**Activity:** Could you print the data that follows exactly as given?

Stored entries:
┌──

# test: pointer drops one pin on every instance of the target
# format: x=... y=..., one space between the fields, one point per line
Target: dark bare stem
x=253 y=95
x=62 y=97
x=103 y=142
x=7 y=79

└──

**Result:**
# test: pointer drops one pin on every instance of the target
# format: x=... y=..., one space between the fields, one point per line
Target: dark bare stem
x=253 y=95
x=62 y=97
x=103 y=142
x=7 y=79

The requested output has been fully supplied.